Material supplied:
____
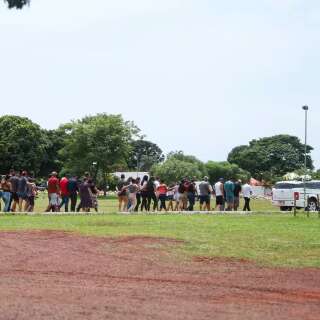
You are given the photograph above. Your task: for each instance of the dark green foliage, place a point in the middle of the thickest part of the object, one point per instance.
(271, 157)
(23, 144)
(17, 4)
(226, 170)
(103, 140)
(52, 161)
(179, 155)
(173, 170)
(144, 155)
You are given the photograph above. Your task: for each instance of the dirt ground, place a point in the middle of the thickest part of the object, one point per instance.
(56, 275)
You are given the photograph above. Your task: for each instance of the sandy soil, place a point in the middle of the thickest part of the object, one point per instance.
(56, 275)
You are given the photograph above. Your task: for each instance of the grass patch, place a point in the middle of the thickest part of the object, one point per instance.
(271, 239)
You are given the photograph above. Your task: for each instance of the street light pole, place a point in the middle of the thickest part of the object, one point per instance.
(305, 108)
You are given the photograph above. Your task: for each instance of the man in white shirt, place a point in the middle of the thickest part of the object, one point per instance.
(247, 194)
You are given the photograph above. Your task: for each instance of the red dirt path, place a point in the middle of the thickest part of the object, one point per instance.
(56, 275)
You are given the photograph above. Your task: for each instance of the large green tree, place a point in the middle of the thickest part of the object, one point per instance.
(144, 155)
(23, 144)
(52, 160)
(179, 155)
(18, 4)
(97, 143)
(271, 157)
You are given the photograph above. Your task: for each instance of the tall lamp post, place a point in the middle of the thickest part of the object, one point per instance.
(305, 108)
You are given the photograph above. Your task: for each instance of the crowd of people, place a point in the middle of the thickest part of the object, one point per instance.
(153, 194)
(18, 192)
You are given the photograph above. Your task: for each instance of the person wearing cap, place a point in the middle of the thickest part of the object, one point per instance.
(205, 194)
(219, 190)
(22, 191)
(237, 190)
(229, 192)
(53, 193)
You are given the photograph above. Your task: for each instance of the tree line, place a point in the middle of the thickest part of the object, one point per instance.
(103, 144)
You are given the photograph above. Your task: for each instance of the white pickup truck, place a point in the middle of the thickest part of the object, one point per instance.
(284, 194)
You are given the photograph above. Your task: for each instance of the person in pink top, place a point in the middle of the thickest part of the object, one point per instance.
(64, 193)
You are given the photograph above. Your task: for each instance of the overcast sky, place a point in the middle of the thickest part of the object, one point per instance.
(202, 76)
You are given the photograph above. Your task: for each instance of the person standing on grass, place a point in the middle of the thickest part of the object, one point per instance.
(133, 189)
(205, 194)
(183, 194)
(122, 194)
(53, 193)
(85, 196)
(151, 191)
(247, 194)
(229, 192)
(162, 193)
(170, 197)
(192, 193)
(14, 181)
(144, 193)
(138, 183)
(176, 197)
(237, 190)
(22, 191)
(64, 193)
(94, 194)
(73, 188)
(219, 191)
(6, 193)
(32, 192)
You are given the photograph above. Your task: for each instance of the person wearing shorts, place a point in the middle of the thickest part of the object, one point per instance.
(170, 198)
(53, 193)
(32, 192)
(162, 194)
(183, 192)
(6, 194)
(229, 190)
(122, 194)
(22, 191)
(219, 191)
(205, 194)
(237, 190)
(14, 181)
(133, 188)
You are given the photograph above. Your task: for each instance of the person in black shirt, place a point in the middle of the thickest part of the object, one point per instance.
(192, 191)
(237, 190)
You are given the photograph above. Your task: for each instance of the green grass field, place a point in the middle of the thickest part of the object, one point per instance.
(275, 239)
(110, 204)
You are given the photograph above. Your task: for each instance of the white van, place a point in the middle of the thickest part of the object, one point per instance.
(284, 194)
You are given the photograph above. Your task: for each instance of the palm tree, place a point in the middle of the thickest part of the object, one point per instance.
(18, 4)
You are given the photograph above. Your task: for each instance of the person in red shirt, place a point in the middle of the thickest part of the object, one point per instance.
(162, 192)
(64, 193)
(53, 193)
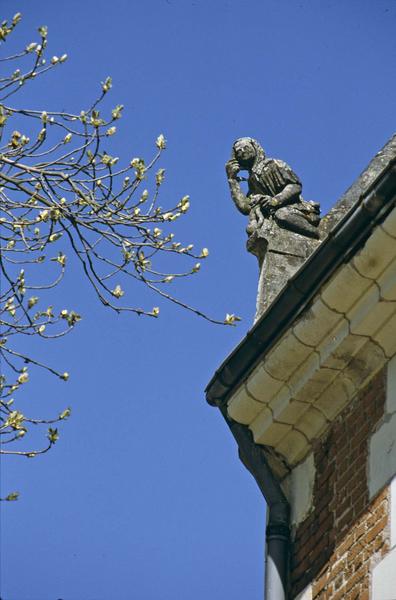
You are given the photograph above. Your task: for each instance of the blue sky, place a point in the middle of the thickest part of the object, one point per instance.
(143, 497)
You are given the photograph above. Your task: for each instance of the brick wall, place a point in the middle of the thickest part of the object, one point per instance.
(336, 544)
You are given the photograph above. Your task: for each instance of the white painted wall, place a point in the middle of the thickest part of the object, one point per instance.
(384, 573)
(305, 594)
(381, 468)
(382, 449)
(298, 488)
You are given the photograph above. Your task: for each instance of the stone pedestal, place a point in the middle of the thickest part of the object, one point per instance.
(280, 253)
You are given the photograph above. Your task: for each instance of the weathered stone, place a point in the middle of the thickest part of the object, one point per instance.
(280, 253)
(283, 227)
(353, 194)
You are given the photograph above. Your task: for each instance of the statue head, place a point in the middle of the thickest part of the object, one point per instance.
(247, 152)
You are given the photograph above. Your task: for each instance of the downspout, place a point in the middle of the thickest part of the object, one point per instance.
(278, 525)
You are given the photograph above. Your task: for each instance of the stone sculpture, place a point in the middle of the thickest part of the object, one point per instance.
(283, 228)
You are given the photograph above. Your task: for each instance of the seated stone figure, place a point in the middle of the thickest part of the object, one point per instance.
(274, 191)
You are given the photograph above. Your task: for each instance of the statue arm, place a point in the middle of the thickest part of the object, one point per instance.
(289, 194)
(241, 201)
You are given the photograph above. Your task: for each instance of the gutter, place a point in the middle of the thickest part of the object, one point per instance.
(277, 532)
(342, 242)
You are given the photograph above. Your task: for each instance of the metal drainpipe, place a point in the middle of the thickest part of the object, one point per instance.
(278, 525)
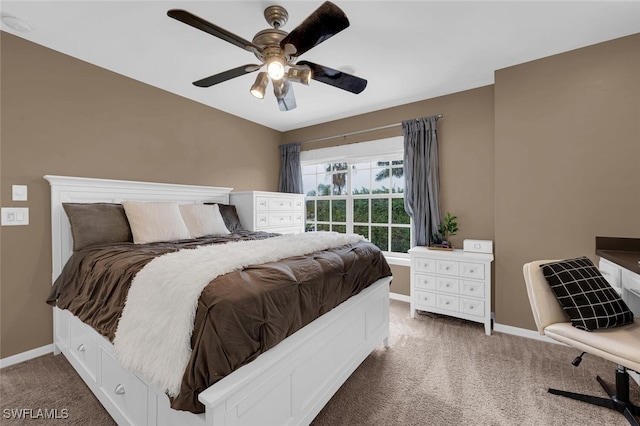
____
Work instructions: Repeat each line of the material exactly, and drop any image it carries.

Task output:
You are given the photograph above. Your task: for each instance of the dark green foliage, place a point in the middle of the thickest part of the object, one point per instance.
(271, 157)
(23, 144)
(17, 4)
(226, 170)
(103, 140)
(52, 161)
(179, 155)
(173, 170)
(144, 155)
You are given the photograph above. Your task: for each instance of the dirt ground, place a point in the middle of the thickest part of the object, one point per instance.
(56, 275)
You are given the photograph above. Your task: for each instance of the sandy soil, place a point in the middle of the thickest part of the object, one point per instance.
(56, 275)
You are given the photograph above. Your task: for each instance of the grass patch, place a point in the middle of the thickest part of the object, one point per instance.
(271, 239)
You are given the photograph above. Your task: for each instance of the street light pole, place a point in the middle of the thickest part of the object, one point per instance.
(305, 108)
You are given the photograph above. Your task: for each instance of the man in white shirt, place a point in the middle of the thickest part of the object, one point per instance.
(247, 194)
You are given the photograph above. Your task: for each instance of the red dirt path, place a point in the middle of the thickest part of the object, one point per instance.
(56, 275)
You are given the photograph above. Your task: for each instance of the large green tree, place a point in the middle of the thickest part of the object, one point per instance.
(144, 155)
(23, 144)
(52, 160)
(179, 155)
(18, 4)
(97, 143)
(271, 157)
You are given the photograph above. Your task: for each instance of the tall lamp post, place a point in the middle of the thickest part of the object, one point per instance.
(305, 108)
You are given the photograph above. Your task: for each instance of the crowd of people, place a point in the middle of the thickest part of the object, one point per instance.
(153, 194)
(18, 192)
You are given the photograph above. Your task: for each instance of the person wearing cap, place a point in the middle of the thickest part of the object, one point per instance.
(205, 194)
(219, 190)
(22, 191)
(237, 190)
(229, 192)
(53, 193)
You are given the photograph above. Your task: for each instance of the tree line, place a point in the middle of the thickest part of the object, one point per instance.
(103, 144)
You are given the photograph above. Your task: for each instance of the white pickup truck, place a point in the middle of the thickest part of the object, one point per instance.
(284, 194)
You are given the photograph above. Your task: for each instance of the person in pink top, place a point in the middle of the thickest part of the object, one point per instance.
(64, 193)
You are given the photograph above. Your task: for each instance of the overcast sky, place a point in the middle of the thickest part of the object, one point per instance.
(202, 76)
You are given the photograph above. Your task: for each instance of the person standing on grass, place a point in the middle of the thickest part of the object, one point per instance.
(133, 189)
(205, 194)
(183, 194)
(122, 194)
(53, 193)
(85, 196)
(151, 191)
(247, 194)
(229, 192)
(162, 193)
(170, 197)
(192, 193)
(14, 181)
(144, 193)
(138, 183)
(176, 197)
(237, 190)
(22, 191)
(64, 193)
(94, 194)
(73, 188)
(219, 191)
(6, 193)
(32, 192)
You are given the photograph above. Your task: for each instance of the person wearing shorts, place a point in the middle of the thickest part of the object, one point per instance.
(170, 198)
(53, 193)
(32, 192)
(162, 194)
(183, 192)
(6, 194)
(229, 190)
(122, 194)
(22, 191)
(219, 191)
(205, 194)
(237, 190)
(14, 181)
(133, 188)
You are given the photograph above. Your task: for each instance of the person in black shirt, place a point in the middle of the thickest part of the object, one point per instance.
(192, 191)
(237, 190)
You are given the photograph above. Your task: for each instance of the green grass field, place a point in the middle of the thickest part of the object, one point per instance.
(275, 239)
(110, 204)
You are given the photograph above. Your task: for each instance of the white van, place a point in the middle of the thickest part of the object, one point per instance.
(284, 194)
You are given the photograph above. Your task: for each instance of the palm tree, place a point in the middle of the thickest part of the object, one point per instance.
(18, 4)
You are given the photograph above. Your task: for each instance of the person in red shirt, place a point in the middle of the thickest part of the object, one point per instance.
(162, 192)
(64, 193)
(53, 193)
You are given the photograph above. Your task: for each instance of the blue sky, place a point in the middle of the thickest part of the object, one point per instance.
(143, 497)
You are given the photograph above. Your task: for each instance of the brick wall, place a point in the middle of the thickest part of the object, one point per instance.
(336, 544)
You are given the photograph above. Your task: for each instance of the white painted wall, place a point in the middle of the thickest part of the object, one point per instance.
(384, 573)
(305, 594)
(381, 468)
(382, 449)
(298, 488)
You are given the photograph above. Your task: for each instance of the stone pedestal, place a point in the middle of the thickest part of the object, one point per instance.
(280, 253)
You are given the photograph above. Your task: for each instance of the weathered stone, place a point in the middle of the thickest part of the object, one point per instance.
(280, 253)
(283, 227)
(353, 194)
You are given the photograph above. Your task: for each instance of the statue head, place a point in the middle of the thickest part of the object, one point per instance.
(247, 152)
You are given the photograph above. Your task: for each instance of the downspout, place a point in the middle of the thickest part of the object, one point per instance.
(278, 525)
You are given the photograph above. Your task: for each instance of the stone sculpture, place a point in the middle of the thickest part of the object, one point per instance.
(283, 228)
You are given the photograph above. Your task: for each instance of the seated stone figure, place a point in the middle of the thickest part of the object, one point per instance.
(274, 191)
You are given the photograph above. Your task: for each instance of the statue arm, place a point in the middle of the thickest part of the object, one point per instance.
(289, 194)
(241, 201)
You are given the photograph above. Your task: for each instance of the gutter, place a point in the middle of the thickest part of the object, one point per instance.
(277, 532)
(342, 242)
You are given the photograph above. Your task: for each instance of the metal drainpipe, place a point in the middle of the thickest part of the object, one point per instance.
(278, 525)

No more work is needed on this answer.